■ **Text section**
^^^^^^^^^^^^^^^^

Daniel, I see you may have ran twice into this problem. I write "may" because it is unclear if the problem that prompted the creation of this bug entry was indeed the same problem since the root cause was not found at the time.
Loic, I checked the logs from the first occurrence of this issue (comment 2, attachment 1155623 [details] - usm5-node3/machine_information) and it seems like the same issue: |-flock,30745 /var/lock/ceph-disk /usr/sbin/ceph-disk --verbose --log-stdout trigger --sync /dev/vde1 | `-ceph-disk,30746 /usr/sbin/ceph-disk --verbose --log-stdout trigger --sync /dev/vde1 | `-ceph-disk,30762 /usr/sbin/ceph-disk --verbose activate /dev/vde1 | `-ceph-osd,30921 --cluster ceph --mkfs --mkkey -i 10 --monmap /var/lib/ceph/tmp/mnt.lHmAb6/activate.monmap --osd-data /var/lib/ceph/tmp/mnt.lHmAb6 --osd-journal /var/lib/ceph/tmp/mnt.lHmAb6/journal --osd-uuid 7732940b-4c2b-482e-a32f-becf6a9b6633 --keyring /var/lib/ceph/tmp/mnt.lHmAb6/keyring --setuser ceph --setgroup ceph | `-{ceph-osd},30923 |-flock,30768 /var/lock/ceph-disk /usr/sbin/ceph-disk --verbose --log-stdout trigger --sync /dev/vde1 |-flock,30895 /var/lock/ceph-disk /usr/sbin/ceph-disk --verbose --log-stdout trigger --sync /dev/vde1 So I saw it once few weeks ago, and then few times this week (at least 4 or 5 times on at least 2 different sets of VMs in different environment). Yesterday and today I unsuccessfully tried 3 times to reproduce it on VMs in OpenStack environment with 1 data disk + 1 journal disk peer OSD VM. Today I was able to reproduce it again on the same VMs but with 2 Ceph data disks (+ 1 journal disk) peer each OSD VM. I launched the installation again on the configuration where it was reproducible, fell free to ping me on IRC, if it will help you to watch it directly there.

^^^^^^^^^^^^^^^^

[Labeled region records]
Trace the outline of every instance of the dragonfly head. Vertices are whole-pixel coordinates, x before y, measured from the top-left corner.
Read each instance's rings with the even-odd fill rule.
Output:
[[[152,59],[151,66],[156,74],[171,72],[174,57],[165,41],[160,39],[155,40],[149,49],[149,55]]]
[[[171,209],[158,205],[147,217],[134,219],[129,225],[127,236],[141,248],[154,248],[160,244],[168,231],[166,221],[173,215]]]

^^^^^^^^^^^^^^^^

■ **Exercise A**
List, in order, every process ID that follows a comma in the process tree quoted in the ceph-disk bug thread.
■ **Exercise B**
Continue the ceph-disk bug thread after its last sentence.

■ **Task result A**
30745, 30746, 30762, 30921, 30923, 30768, 30895

■ **Task result B**
Daniel, thanks for the quick feedback. That's a lot more frequent than I expected. I'm inclined to suggest this should be marked as a duplicate of https://bugzilla.redhat.com/show_bug.cgi?id=1339710 because I can't think of a viable workaround.
This is a blocker we need more data to decide if it remains one. frequency and Number of tests
Daniel, Would you please give an estimation of how many runs you done and not seen this issue and how many times you have? cheers, G
Gregory, On one specific configuration in OpenStack (2 OSDs peer node), it happened about 5-6 times from about 7-8 attempts in the last week. On the same cluster but with only 1 OSD peer node it didn't happened in neither from about 5-7 attempts. On another clusters (different environment) I saw it only once or twice if I remember it correctly, but I don't know from how much attempts. And it is also true, that most of the clusters where are testing my colleagues are with only 1 OSD peer node (because of there were another issues with more OSDs peer node in USM and they need slightly more stable environment for testing of another thinks).
@Daniel it would be great if you could try the following workaround https://github.com/ceph/ceph/pull/9343/files
Loic, I'll try to test it, but it takes some time.
Thanks Daniel. I've tested it to work, it's not holding up the merge or anything. Whenever you can confirm it improves things on your side, it would be most welcome.
Please see Comment 32. This is a blocker for Beta 1 and needs to be resolved ASAP.
I'm working on that, but it takes quite a lot of time and resources, which I have quite limited.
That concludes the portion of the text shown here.